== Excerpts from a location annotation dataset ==
==================================================

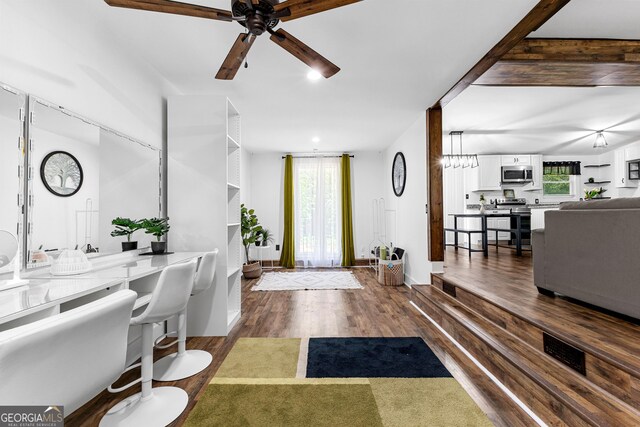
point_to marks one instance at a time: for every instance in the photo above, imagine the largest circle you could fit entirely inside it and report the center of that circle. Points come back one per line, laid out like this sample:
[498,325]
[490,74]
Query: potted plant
[267,237]
[126,227]
[251,231]
[157,227]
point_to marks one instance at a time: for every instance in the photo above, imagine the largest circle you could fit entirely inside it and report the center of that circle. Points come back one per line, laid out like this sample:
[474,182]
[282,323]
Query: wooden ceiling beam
[540,14]
[575,50]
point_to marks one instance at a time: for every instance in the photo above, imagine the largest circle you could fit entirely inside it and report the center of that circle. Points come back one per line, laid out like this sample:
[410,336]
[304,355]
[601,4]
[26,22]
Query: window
[559,178]
[557,185]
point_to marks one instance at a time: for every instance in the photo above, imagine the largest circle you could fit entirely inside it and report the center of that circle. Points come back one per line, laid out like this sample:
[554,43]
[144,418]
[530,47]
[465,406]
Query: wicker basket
[391,273]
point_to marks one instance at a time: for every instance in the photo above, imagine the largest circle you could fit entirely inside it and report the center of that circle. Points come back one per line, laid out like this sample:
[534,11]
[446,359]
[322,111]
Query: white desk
[47,295]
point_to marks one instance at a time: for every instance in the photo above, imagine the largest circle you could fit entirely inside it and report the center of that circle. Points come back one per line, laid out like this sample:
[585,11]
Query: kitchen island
[516,229]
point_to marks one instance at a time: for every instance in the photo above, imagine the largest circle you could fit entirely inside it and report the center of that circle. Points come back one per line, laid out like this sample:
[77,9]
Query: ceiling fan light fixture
[314,75]
[600,141]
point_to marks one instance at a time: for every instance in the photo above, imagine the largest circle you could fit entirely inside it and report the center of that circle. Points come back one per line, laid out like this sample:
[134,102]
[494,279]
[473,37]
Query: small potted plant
[251,231]
[158,227]
[267,237]
[126,227]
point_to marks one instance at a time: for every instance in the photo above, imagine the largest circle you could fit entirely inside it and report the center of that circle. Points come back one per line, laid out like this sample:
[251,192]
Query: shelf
[232,271]
[231,143]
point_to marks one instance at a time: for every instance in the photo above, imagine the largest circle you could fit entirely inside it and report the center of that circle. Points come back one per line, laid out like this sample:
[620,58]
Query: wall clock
[61,173]
[399,174]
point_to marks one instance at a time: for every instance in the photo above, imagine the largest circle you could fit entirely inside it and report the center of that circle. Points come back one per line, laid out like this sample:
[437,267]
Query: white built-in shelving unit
[204,202]
[234,239]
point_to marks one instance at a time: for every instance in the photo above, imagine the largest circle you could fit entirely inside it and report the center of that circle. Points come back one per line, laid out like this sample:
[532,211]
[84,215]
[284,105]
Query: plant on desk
[265,237]
[158,227]
[593,193]
[251,233]
[126,227]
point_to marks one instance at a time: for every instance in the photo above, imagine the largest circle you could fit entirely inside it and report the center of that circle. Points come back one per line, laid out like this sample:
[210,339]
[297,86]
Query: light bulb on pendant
[600,141]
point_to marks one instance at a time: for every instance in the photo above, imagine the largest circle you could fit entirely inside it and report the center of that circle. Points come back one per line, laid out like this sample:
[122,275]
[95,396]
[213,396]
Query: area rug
[240,395]
[307,280]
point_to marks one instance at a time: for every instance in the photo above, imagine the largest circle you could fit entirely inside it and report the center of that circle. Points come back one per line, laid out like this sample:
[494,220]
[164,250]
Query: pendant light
[600,141]
[458,160]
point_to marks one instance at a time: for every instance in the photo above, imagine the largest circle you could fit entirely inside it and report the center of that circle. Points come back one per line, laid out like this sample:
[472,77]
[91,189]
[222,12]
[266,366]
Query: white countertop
[44,290]
[40,294]
[129,269]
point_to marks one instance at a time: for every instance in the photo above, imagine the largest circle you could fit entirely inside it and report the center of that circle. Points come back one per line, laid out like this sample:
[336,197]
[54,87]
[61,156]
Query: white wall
[266,189]
[50,51]
[411,222]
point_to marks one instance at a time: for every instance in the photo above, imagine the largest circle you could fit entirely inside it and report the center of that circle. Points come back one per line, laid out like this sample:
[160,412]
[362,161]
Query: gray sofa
[590,251]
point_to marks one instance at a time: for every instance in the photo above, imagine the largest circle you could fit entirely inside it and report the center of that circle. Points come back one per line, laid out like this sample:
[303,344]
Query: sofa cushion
[621,203]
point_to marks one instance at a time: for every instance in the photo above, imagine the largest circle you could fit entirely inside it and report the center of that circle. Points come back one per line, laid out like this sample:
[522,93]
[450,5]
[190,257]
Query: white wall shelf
[204,202]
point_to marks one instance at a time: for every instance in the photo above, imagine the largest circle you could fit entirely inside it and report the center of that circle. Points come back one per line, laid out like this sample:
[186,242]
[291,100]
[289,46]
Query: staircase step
[554,392]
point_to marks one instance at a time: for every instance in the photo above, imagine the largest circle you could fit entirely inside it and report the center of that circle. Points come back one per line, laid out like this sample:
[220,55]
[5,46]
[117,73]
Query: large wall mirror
[83,175]
[12,107]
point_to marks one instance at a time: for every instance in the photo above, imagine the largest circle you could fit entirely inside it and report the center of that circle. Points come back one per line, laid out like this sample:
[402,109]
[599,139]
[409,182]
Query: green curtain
[288,255]
[348,251]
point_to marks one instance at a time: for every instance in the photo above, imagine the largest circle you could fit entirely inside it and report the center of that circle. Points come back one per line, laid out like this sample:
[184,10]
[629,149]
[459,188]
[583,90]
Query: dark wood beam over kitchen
[540,14]
[567,62]
[435,210]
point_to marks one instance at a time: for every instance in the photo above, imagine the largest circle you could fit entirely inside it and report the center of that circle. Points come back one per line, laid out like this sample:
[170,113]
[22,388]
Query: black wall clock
[61,173]
[399,174]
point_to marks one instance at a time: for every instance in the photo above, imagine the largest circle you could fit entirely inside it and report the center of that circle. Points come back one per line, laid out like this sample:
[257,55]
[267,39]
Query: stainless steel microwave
[517,174]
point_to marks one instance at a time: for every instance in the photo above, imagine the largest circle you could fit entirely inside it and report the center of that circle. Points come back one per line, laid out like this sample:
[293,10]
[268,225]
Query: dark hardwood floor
[373,311]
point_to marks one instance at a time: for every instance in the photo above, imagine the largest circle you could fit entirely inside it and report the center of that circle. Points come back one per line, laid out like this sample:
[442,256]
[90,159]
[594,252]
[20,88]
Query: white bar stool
[186,363]
[68,358]
[157,406]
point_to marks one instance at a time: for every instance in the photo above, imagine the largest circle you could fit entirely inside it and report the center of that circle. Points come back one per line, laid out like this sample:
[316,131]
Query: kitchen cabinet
[621,177]
[516,160]
[487,176]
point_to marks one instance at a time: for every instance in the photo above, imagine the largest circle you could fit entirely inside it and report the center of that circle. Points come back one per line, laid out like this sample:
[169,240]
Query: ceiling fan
[258,17]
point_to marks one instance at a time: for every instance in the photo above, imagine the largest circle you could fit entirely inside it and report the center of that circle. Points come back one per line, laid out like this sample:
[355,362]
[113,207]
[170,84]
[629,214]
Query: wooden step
[557,394]
[610,344]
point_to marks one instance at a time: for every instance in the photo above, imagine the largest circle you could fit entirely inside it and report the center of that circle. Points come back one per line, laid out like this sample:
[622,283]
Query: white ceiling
[397,58]
[555,120]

==================================================

== Work instructions ==
List every line above that contains the string "clock", matching case exactly.

== Output for this exercise ==
Query: wall clock
Query: black wall clock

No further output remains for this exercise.